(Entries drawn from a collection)
★ ★ ★ ★ ★ ★ ★
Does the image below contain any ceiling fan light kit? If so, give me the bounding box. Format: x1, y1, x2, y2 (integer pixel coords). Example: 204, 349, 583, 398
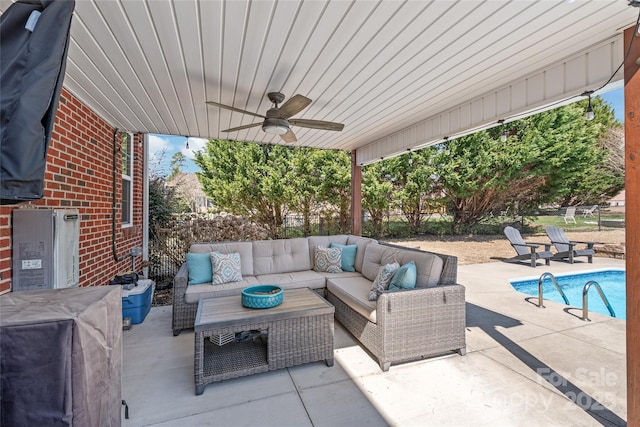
262, 118, 289, 135
207, 92, 344, 143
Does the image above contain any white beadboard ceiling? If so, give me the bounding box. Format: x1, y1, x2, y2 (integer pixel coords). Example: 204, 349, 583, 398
0, 0, 639, 163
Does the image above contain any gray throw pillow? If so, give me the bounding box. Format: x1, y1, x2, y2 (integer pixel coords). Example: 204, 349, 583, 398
369, 262, 400, 301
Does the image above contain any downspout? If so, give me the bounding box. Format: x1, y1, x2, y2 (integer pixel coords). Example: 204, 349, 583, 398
142, 133, 149, 277
111, 129, 129, 262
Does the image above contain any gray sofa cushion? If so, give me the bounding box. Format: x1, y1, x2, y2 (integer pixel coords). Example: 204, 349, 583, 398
362, 244, 444, 288
327, 276, 377, 323
347, 236, 378, 272
253, 237, 312, 276
184, 276, 259, 304
256, 270, 325, 289
307, 234, 348, 268
316, 271, 362, 279
189, 242, 254, 276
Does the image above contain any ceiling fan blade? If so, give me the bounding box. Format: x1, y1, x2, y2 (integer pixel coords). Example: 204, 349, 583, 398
★ ★ ★ ★ ★ ★ ★
**Instruction**.
Please update the entries starting at the line that has "Does the image above contain any white" and running through the last entry, changing "bounding box" to "enclosing box" and keeping all else the same. Give back only those lines.

**Solution for this exercise**.
Does the image above contain any white beadboard ceiling? If so, give me the enclosing box. Format: x1, y1, x2, y2 (integer pixel coords). Example: 204, 349, 583, 398
0, 0, 639, 163
Does the image above contain any gray throw pillow? If so, give me the enclosing box. Format: x1, y1, x2, y2 (integer pixel coords). Example: 204, 349, 583, 398
369, 262, 400, 301
Does the image above contain any downspout? If so, give me the enclosing box. Format: x1, y1, x2, y2 (integer pixel coords). Example: 204, 349, 583, 398
142, 133, 149, 277
111, 129, 129, 262
Does the image above contain any gray sofa cushion? If so, give me the enclosing box. Format: x1, y1, x2, y2 (integer pixel coords). Example: 204, 349, 583, 398
362, 244, 444, 288
327, 276, 377, 323
347, 236, 378, 272
253, 237, 312, 276
184, 276, 259, 304
256, 270, 325, 289
307, 234, 348, 268
316, 271, 362, 279
189, 242, 254, 276
Does the image above contain any ceiling fan blade? If so, give me the enclosing box. Format: x1, y1, x2, y2 (integer pixel coords). Example: 204, 349, 583, 398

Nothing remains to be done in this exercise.